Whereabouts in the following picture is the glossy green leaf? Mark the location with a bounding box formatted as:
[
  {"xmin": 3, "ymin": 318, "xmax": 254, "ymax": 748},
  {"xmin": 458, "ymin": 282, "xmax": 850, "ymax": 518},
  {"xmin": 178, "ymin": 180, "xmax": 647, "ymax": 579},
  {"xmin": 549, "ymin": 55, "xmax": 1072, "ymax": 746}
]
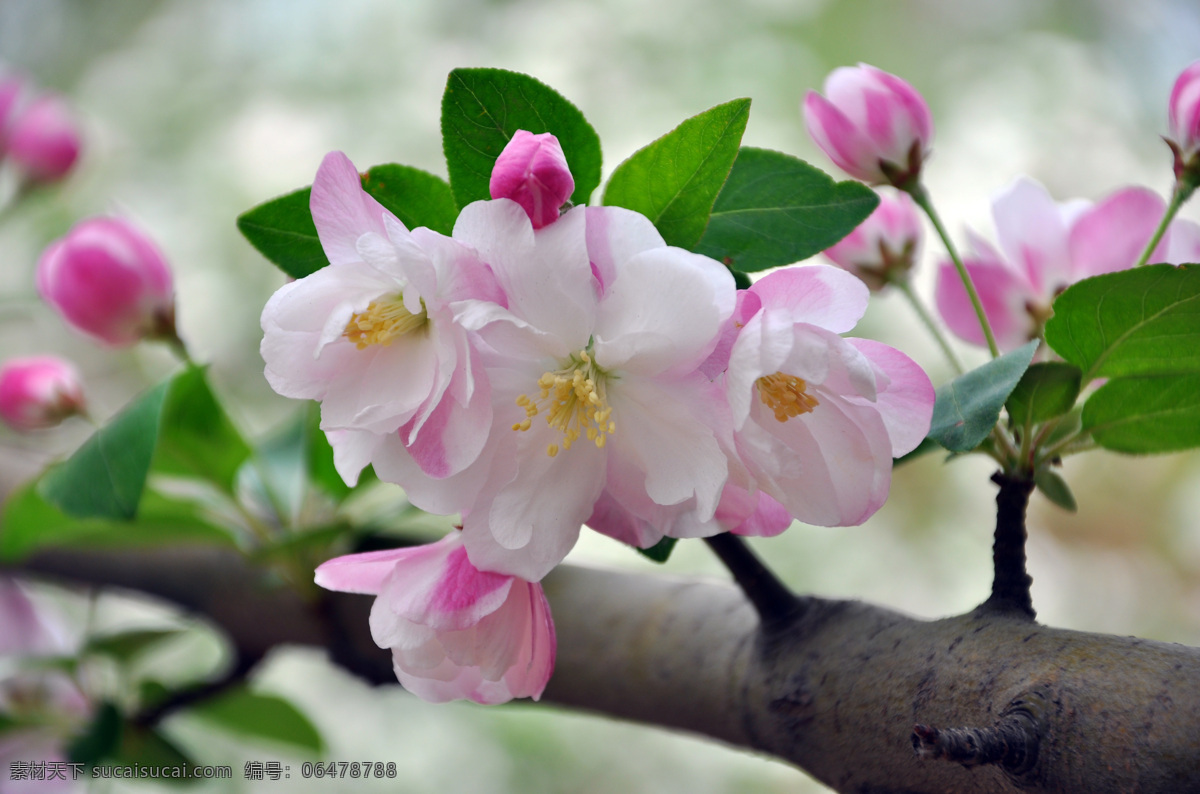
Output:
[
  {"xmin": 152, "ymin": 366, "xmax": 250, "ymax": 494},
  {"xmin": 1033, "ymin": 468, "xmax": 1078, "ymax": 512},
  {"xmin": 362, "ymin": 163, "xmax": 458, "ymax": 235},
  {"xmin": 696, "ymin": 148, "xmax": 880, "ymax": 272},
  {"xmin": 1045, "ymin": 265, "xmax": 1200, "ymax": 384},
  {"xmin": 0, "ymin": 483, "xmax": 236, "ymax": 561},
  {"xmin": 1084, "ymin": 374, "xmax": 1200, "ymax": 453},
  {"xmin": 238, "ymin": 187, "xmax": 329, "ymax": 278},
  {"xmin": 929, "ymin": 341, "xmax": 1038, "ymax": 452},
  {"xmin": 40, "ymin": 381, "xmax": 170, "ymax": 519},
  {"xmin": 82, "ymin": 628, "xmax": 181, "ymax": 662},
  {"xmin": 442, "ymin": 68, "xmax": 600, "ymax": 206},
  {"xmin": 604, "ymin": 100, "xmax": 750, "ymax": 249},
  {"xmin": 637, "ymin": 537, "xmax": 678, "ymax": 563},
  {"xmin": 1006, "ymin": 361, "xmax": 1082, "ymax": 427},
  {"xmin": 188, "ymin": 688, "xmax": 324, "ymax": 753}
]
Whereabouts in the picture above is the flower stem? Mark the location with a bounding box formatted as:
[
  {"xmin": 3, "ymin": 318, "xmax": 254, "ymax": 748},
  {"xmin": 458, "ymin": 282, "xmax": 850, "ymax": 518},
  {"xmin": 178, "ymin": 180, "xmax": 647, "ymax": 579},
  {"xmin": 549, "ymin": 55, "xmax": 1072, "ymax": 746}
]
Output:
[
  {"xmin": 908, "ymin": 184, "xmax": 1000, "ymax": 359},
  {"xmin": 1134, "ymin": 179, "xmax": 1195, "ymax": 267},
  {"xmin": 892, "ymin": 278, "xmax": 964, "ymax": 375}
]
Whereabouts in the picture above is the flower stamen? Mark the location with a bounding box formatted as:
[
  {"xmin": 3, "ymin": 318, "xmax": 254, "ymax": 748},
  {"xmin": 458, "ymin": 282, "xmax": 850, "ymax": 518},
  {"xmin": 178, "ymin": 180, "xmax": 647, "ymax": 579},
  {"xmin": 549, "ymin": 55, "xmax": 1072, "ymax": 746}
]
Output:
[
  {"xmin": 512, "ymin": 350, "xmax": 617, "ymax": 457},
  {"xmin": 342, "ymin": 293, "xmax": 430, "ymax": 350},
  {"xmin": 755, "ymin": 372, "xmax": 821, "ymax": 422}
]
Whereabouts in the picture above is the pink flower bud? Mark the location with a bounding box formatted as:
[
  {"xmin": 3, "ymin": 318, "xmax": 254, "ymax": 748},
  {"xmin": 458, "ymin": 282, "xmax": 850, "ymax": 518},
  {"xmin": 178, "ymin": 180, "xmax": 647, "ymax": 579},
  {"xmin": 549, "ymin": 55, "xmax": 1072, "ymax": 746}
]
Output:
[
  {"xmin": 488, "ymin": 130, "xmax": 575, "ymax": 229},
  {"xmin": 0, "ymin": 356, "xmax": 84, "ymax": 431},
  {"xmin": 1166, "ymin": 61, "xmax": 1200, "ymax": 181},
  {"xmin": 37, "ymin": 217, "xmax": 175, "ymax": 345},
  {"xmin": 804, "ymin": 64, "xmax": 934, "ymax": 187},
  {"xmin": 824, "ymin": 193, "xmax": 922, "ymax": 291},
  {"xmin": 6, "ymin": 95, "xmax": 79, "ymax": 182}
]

·····

» **Requirements**:
How many of the lines above contain the word "Whereabouts"? Reply with the number alone.

» **The response**:
4